TAREA 1.
Reproduce del texto sobre Clara Obligado el fragmento comprendido entre "Clara fue la" y "los años 60.", ambos incluidos.
TAREA 2.
Resume en dos oraciones el texto sobre Clara Obligado.

TEXTO PROPORCIONADO.
En las dos generaciones que la preceden, se anudan los apellidos Anchorena, Marcó del Pont, Basavilbaso, Drago, Nazar, Cárcano. Y Obligado, por supuesto. Porque cada vez que aterriza aquí, a la escritora Clara Obligado la memoria familiar se le aparece en nombres de calles y avenidas; en los billetes de veinte pesos que retratan la Vuelta de Obligado. O en el CCK, edificio imaginado por su antepasado Ramón José Cárcano; en la plaza Pedro Miguel Obligado; en el poema Santos Vega, uno de los clásicos de la literatura gauchesca, escrito por su bisabuelo Rafael; en la “Marcha a las Malvinas” (aquella de Tras su manto de neblinas, no las hemos de olvidar), que no fue encargada por la junta militar sino compuesta en 1940 por su abuelo Carlos de Obligado –con música de José Tieri–. “Yo me fui de un lugar muy estable en el que siempre estuve incómoda”, concluye hoy.

Clara fue la anomalía en una estirpe que atraviesa (y que es atravesada por) la historia argentina. La que eligió moverse en los márgenes y optó por la militancia cuando se esperaba de ella que paseara del ganchete de un marido connotado: en cierto modo, lo que heredó fue el mandato de ruptura cultural de los años 60.

“Pertenezco a un mundo que, de alguna manera, terminó. Nuestros padres no esperaban nada de sus hijas, solo que nos casáramos bien. Eran familias muy numerosas, donde no había proyecto”, dice a Ñ desde un pueblo de Extremadura donde está leyendo los manuscritos finalistas del Premio Clarín Novela, del que vuelve a ser jurado. Vive en España desde que se exilió en 1976.

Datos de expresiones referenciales
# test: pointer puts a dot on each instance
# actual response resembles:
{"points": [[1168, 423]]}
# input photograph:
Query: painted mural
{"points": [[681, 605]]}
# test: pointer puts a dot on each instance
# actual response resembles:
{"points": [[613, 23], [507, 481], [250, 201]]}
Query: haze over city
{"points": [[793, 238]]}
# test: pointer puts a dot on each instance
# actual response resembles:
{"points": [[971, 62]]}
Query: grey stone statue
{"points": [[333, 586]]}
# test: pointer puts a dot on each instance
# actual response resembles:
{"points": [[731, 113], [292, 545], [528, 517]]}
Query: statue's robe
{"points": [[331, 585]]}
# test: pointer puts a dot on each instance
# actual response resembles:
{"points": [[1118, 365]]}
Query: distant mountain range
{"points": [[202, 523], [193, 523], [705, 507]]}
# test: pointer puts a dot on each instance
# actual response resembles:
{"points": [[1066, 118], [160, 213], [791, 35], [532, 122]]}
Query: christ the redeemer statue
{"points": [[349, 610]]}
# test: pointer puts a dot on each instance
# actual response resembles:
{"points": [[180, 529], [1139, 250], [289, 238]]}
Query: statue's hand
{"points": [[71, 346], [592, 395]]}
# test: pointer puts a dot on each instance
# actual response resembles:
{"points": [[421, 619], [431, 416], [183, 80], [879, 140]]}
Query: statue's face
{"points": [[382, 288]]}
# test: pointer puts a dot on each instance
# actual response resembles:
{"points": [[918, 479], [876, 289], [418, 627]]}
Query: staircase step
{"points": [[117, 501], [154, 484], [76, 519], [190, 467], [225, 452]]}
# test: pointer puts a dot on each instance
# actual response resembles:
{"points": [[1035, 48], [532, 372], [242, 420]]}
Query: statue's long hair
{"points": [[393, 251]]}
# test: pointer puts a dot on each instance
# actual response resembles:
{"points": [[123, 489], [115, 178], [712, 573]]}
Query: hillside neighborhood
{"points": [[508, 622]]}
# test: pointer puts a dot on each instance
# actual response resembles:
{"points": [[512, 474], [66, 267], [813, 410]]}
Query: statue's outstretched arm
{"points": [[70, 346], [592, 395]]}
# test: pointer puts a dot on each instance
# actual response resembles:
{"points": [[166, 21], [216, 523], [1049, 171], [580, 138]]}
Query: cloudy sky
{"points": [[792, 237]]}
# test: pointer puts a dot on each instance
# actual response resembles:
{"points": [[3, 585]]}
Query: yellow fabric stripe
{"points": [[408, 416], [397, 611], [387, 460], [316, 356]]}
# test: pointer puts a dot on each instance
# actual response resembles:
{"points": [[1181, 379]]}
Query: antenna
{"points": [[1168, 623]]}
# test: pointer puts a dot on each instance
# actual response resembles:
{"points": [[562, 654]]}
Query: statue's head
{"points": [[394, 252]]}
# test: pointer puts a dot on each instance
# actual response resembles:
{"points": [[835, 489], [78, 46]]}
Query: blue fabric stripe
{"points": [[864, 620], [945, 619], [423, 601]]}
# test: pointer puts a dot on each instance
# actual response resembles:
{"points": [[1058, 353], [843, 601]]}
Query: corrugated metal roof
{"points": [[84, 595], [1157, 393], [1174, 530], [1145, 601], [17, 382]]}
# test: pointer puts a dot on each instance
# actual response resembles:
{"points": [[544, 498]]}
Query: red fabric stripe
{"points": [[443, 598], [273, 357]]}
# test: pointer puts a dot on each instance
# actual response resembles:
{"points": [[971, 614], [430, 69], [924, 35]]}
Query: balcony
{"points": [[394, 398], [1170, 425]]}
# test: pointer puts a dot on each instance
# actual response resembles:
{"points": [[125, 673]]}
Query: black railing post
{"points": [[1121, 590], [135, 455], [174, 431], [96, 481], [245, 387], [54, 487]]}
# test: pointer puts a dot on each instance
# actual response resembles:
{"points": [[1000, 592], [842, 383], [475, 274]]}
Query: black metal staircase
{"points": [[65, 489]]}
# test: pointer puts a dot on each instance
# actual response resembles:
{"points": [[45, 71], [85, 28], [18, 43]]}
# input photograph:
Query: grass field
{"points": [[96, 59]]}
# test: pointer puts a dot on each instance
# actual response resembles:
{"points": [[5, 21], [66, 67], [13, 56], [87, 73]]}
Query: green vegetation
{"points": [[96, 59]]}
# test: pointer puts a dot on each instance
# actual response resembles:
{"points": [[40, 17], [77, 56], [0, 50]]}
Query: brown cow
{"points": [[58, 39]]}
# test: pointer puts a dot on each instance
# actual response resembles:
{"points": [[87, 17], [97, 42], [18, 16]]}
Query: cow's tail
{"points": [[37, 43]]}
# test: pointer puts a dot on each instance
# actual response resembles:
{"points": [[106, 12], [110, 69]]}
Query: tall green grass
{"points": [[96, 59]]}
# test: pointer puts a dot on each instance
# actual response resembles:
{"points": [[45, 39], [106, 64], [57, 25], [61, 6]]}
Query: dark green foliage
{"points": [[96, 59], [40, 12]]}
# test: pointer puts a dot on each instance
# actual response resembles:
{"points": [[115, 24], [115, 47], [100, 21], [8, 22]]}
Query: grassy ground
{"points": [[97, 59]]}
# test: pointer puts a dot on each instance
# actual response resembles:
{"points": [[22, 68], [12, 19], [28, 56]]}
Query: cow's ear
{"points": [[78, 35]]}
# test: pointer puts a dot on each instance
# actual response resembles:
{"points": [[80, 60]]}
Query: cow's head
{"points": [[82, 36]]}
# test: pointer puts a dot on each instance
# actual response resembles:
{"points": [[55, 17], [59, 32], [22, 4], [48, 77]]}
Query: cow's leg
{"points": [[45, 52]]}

RESPUESTA 1.
Clara fue la anomalía en una estirpe que atraviesa (y que es atravesada por) la historia argentina. La que eligió moverse en los márgenes y optó por la militancia cuando se esperaba de ella que paseara del ganchete de un marido connotado: en cierto modo, lo que heredó fue el mandato de ruptura cultural de los años 60.

RESPUESTA 2.
La escritora Clara Obligado pertenece a una familia ligada a la historia argentina, cuya memoria reaparece en calles, billetes, edificios, poemas y en la "Marcha a las Malvinas", compuesta en 1940 por su abuelo. Fue la anomalía de esa estirpe al optar por la militancia cuando se esperaba de ella un buen matrimonio, y vive en España desde que se exilió en 1976.